### Your goal
Could you copy out word for word the lines from the one containing "tall grass you can find." to the one containing "(654, 82), (690, 92)", both of those included?

[A block of data]
• • • • •
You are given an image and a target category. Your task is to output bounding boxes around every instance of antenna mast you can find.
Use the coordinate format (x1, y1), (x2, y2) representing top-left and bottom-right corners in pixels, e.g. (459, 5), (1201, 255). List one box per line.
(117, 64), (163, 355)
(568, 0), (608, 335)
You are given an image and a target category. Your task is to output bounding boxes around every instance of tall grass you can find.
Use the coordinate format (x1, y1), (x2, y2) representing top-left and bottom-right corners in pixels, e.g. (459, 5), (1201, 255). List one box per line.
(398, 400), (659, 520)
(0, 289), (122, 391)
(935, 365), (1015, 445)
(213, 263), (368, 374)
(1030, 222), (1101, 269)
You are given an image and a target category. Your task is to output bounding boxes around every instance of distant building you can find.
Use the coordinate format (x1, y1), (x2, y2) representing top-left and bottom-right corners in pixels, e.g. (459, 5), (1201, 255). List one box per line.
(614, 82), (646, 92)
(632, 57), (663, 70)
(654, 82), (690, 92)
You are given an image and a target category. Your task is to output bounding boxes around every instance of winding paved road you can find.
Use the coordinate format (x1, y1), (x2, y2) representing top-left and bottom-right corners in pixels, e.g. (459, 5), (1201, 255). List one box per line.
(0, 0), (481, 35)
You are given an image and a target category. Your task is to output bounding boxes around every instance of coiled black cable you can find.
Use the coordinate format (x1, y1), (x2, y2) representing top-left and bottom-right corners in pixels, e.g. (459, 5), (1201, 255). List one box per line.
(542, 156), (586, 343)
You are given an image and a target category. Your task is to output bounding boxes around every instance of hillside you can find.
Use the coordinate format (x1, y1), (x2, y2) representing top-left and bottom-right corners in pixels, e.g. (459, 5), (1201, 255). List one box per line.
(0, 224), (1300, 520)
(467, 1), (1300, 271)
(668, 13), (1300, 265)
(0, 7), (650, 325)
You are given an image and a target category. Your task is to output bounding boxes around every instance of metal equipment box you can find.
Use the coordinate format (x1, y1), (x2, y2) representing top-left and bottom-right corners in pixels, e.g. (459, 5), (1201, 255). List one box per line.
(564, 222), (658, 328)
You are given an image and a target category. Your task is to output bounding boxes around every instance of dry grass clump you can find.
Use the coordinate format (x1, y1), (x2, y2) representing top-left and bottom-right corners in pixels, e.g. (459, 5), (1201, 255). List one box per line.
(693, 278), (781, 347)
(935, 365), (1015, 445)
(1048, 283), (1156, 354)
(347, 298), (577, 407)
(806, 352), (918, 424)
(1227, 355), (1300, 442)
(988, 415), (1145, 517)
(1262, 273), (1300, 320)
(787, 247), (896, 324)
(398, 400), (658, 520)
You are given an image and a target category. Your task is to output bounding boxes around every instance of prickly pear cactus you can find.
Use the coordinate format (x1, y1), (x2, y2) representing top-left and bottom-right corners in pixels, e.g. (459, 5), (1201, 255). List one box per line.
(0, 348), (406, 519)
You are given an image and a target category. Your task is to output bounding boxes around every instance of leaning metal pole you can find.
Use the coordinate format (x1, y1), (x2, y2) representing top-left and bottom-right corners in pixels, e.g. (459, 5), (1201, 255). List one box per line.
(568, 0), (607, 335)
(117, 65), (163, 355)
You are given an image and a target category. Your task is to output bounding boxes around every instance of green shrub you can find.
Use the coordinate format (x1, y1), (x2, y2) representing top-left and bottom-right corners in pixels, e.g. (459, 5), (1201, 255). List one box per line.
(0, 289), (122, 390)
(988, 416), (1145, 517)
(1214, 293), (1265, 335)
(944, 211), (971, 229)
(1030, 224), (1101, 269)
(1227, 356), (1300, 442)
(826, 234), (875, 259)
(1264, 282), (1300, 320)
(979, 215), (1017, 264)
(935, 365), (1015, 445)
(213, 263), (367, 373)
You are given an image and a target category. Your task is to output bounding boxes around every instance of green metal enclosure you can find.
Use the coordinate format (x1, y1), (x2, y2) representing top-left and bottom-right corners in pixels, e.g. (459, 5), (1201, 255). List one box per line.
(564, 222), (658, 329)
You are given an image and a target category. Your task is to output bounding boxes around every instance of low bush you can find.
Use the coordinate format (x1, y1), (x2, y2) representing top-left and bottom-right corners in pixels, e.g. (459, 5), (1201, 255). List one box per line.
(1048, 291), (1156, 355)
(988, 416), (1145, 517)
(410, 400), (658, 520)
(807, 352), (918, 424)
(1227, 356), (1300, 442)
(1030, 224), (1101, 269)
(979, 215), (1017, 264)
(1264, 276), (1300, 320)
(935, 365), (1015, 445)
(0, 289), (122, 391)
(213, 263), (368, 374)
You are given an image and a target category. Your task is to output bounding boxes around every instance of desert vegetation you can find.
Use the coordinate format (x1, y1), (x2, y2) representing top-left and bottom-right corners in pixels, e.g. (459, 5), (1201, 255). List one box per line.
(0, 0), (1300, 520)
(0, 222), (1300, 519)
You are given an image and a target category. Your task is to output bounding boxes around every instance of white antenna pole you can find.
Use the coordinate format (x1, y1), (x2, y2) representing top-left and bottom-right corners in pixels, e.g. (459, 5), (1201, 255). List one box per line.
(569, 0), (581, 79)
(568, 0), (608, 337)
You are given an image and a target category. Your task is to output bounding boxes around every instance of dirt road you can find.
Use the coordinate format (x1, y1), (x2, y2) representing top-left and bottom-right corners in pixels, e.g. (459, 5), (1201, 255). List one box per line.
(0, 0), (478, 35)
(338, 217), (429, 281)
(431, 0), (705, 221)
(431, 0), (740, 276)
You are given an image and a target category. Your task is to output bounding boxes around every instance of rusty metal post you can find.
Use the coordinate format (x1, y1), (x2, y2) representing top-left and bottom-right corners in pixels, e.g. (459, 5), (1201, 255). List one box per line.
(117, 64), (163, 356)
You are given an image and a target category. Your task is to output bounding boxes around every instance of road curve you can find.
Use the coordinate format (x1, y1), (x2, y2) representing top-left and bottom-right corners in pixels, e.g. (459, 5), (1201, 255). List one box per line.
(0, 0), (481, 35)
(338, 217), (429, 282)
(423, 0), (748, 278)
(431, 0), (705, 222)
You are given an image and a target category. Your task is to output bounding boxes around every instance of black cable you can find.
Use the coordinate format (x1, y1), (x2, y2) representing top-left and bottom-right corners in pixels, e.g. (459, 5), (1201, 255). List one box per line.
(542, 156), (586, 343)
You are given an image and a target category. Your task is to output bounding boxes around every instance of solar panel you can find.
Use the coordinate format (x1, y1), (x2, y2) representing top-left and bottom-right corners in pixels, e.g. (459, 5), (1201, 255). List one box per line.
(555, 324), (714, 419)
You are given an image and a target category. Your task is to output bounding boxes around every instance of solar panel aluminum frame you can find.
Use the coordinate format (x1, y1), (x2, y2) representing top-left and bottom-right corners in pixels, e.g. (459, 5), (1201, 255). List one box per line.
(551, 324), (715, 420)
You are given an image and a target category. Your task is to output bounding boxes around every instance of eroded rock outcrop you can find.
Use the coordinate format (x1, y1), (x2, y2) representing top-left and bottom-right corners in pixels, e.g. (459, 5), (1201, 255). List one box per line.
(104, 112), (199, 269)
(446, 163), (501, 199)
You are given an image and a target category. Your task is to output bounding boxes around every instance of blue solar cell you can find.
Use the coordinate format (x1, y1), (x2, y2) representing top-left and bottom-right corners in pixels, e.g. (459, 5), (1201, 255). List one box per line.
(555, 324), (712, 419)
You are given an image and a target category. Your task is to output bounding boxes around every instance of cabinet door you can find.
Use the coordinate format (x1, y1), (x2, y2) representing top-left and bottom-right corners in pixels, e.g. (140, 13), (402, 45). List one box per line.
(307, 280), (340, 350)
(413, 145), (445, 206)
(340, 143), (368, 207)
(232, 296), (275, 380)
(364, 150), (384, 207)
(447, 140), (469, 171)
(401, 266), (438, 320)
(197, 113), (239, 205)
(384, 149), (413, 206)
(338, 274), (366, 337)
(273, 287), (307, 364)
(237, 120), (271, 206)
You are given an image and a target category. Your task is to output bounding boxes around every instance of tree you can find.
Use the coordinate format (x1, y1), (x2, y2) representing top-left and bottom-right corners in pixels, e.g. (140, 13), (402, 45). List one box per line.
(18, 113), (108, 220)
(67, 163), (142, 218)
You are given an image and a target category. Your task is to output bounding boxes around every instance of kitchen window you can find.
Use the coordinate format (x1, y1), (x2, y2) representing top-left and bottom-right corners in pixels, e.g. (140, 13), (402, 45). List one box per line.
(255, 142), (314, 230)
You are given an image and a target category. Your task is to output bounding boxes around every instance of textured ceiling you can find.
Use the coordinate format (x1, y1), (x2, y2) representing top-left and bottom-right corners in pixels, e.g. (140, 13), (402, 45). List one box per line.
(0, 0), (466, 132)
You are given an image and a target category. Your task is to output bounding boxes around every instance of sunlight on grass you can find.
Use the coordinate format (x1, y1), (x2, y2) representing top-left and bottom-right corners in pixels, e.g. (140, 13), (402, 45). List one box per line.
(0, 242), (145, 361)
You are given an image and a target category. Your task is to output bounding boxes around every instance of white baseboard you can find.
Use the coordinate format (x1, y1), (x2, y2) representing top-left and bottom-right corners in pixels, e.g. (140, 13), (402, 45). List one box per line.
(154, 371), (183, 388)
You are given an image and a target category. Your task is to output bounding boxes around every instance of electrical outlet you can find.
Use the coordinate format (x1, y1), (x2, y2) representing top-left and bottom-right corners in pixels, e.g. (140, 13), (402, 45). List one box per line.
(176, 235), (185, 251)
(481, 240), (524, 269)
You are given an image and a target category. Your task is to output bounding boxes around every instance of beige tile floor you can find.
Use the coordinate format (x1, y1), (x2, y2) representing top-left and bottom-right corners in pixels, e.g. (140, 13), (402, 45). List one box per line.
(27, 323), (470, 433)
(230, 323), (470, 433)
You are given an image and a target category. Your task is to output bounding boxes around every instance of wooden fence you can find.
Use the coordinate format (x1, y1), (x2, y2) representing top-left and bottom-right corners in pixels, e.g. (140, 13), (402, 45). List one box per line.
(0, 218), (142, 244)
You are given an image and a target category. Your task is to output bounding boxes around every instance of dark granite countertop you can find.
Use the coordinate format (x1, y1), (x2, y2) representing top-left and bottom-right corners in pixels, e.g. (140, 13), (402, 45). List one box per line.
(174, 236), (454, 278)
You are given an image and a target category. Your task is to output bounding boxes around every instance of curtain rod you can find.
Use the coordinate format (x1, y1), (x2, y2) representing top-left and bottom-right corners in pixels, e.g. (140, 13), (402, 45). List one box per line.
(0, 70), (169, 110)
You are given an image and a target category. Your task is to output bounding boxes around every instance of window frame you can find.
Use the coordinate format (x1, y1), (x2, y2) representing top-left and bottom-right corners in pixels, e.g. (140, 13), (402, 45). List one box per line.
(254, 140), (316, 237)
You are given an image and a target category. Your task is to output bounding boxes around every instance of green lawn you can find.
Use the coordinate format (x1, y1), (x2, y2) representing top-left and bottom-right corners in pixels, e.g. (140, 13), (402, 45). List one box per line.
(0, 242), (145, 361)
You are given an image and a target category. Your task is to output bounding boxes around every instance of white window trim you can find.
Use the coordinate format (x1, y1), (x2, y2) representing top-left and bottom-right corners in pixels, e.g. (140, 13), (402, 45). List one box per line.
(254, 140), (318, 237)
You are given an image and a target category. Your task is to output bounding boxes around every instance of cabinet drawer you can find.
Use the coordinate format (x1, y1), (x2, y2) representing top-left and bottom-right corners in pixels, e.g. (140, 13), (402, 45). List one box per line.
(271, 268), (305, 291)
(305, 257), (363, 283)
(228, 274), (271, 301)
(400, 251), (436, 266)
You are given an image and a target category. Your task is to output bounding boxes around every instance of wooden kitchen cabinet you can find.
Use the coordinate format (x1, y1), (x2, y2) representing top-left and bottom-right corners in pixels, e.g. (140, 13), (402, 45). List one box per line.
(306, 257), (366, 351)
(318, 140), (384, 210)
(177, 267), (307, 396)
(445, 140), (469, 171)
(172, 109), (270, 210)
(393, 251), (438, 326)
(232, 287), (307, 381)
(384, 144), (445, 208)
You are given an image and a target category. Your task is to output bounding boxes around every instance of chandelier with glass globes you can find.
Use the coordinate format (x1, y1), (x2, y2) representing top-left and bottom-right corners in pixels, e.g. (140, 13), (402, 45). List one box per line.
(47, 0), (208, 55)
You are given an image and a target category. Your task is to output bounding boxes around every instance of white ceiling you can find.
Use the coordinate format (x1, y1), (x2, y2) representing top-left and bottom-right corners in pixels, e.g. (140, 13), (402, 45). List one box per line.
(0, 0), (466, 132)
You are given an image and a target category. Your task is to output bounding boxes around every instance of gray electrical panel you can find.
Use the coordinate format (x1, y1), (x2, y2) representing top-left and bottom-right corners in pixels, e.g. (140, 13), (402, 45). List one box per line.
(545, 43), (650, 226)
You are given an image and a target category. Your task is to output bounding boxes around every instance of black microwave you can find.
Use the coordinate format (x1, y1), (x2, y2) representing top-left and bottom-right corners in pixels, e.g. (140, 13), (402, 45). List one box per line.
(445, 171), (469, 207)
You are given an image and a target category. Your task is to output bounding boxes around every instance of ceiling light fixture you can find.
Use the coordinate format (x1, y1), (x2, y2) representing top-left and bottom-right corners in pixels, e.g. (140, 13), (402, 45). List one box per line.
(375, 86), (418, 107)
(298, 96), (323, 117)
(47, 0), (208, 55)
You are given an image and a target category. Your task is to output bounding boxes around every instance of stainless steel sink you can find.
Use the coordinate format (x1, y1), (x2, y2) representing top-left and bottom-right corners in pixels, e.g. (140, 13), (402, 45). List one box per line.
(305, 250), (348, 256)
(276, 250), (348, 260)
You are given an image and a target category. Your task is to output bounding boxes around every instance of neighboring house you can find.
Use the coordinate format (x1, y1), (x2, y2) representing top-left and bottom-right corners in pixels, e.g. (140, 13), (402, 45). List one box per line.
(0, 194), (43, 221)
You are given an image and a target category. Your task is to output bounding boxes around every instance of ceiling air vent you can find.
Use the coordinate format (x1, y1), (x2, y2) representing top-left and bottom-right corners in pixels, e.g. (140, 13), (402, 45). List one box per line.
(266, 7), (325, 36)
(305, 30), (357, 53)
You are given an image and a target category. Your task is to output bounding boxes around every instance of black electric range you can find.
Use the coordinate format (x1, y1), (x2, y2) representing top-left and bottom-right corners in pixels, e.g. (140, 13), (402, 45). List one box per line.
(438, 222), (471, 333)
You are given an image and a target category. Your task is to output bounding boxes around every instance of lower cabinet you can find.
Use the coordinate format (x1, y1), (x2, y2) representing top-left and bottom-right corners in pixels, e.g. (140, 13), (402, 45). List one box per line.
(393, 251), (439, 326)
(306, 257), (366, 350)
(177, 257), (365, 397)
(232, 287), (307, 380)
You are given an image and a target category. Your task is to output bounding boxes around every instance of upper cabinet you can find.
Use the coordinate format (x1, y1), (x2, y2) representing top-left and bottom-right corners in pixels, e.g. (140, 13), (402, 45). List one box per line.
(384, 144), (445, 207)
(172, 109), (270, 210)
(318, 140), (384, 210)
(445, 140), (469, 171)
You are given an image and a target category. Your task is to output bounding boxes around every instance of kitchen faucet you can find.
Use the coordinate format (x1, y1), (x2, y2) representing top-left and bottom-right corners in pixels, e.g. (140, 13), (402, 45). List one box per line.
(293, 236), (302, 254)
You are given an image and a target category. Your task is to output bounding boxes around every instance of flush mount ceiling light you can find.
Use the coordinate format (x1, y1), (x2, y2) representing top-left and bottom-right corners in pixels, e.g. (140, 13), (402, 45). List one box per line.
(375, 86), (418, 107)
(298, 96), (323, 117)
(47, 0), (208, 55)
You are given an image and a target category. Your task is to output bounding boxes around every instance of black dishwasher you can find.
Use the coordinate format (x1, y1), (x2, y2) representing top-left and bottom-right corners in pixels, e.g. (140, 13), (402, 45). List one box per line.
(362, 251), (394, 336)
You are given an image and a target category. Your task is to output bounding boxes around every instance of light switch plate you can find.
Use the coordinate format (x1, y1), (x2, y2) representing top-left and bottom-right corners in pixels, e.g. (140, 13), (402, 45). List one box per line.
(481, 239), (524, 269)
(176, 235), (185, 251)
• • • • •
### The response
You are given an image and a target category. Your task is to output bounding boxes around every instance of tall grass you can find.
Use the coordinate format (x1, y1), (x2, y2) representing top-left and bottom-right corners in pixels, e.g. (459, 5), (1201, 255). List one box per line.
(398, 400), (659, 520)
(0, 289), (122, 391)
(935, 365), (1015, 445)
(213, 263), (368, 374)
(1030, 222), (1101, 269)
You are given an image and a target category. Your task is to output bounding boxes around every instance of distant building you can find.
Use the coordinate format (x1, y1), (x2, y2) representing top-left and bottom-right corners in pixels, e.g. (459, 5), (1201, 255). List one box per line.
(614, 82), (646, 92)
(632, 57), (663, 70)
(654, 82), (690, 92)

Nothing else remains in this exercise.